页面原文 ->

15. 车联网数据实时收集与分析平台测试

车联网数据实时收集与分析平台测试

  • 1、开启Kafka并创建相应主题
  • 2、配置EMQ
  • 3、构建数据模拟器
  • 4、Kafka消费者查看数据
  • 5、使用KSQL进行流式处理
  • 使用Tensorflow进行预测6、
    • (1)构建Kafka消费者客户端读取数据
    • (2)将数据由txt转换成csv格式
    • (3)读取数据进行预测
      • 首先,构建模型
      • 然后,构建预测集进行预测
  • 总结

1、开启Kafka并创建相应主题

依据 9. ubuntu16.04安装配置confluent平台并使用Kafka 配置完平台后,开始进行测试。
本次仅介绍单机测试,三台主机的集群测试,依据之前的配置完成即可进行测试。

配置并开启完Kafka后,首先,创建一个名为CarSensor的Kafka主题

bin/kafka-topics --create --zookeeper localhost:2181 --replication-factor 3 --partitions 1 --topic CarSensor

注:
若为三台主机的集群,则输入:
bin/kafka-console-consumer --bootstrap-server host1:2181,host2:2181,host3:2181 --replication-factor 3 --partitions 1 --topic CarSensor

查看一下创建情况

bin/kafka-topics --describe --zookeeper localhost:2181 --topic CarSensor

2、配置EMQ

依照11. 构建EMQ连接Kafka的插件配置完对应的配置后,即可实现EMQ桥接Kafka

注:
这里需要先创建Kafka主题后再配置EMQ,因为配置桥接Kafka时,需要保证Kafka开启并且已创建了该主题才行。

任务说明 1 ->
根据页面原文,判断下列说法是否与原文相符。每条答“是”或“否”,并照抄原文中起决定作用的词句。(a) 本次只介绍单机测试。(b) 要创建的Kafka主题名为CarSensor。(c) 可以先配置EMQ,再创建Kafka主题。

记录清单 ->

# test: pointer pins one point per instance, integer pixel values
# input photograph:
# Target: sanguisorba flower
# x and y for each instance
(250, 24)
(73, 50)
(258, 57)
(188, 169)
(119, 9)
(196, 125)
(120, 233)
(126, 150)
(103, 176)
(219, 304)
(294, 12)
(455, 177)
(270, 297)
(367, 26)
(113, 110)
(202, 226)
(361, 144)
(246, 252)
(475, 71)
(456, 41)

任务说明 2 ->
请缩放上方全部记录:逐行重写,说明行也一并保留。答案中的每个坐标值乘以1.2,再四舍五入为整数,小数恰为.5时进位。

参考答案 1 ->
(a) 是:“本次仅介绍单机测试”
(b) 是:“创建一个名为CarSensor的Kafka主题”
(c) 否:“这里需要先创建Kafka主题后再配置EMQ”

参考答案 2 ->
# test: pointer pins one point per instance, integer pixel values
# input photograph:
# Target: sanguisorba flower
# x and y for each instance
(300, 29)
(88, 60)
(310, 68)
(226, 203)
(143, 11)
(235, 150)
(144, 280)
(151, 180)
(124, 211)
(263, 365)
(353, 14)
(546, 212)
(324, 356)
(440, 31)
(136, 132)
(242, 271)
(433, 173)
(295, 302)
(570, 85)
(547, 49)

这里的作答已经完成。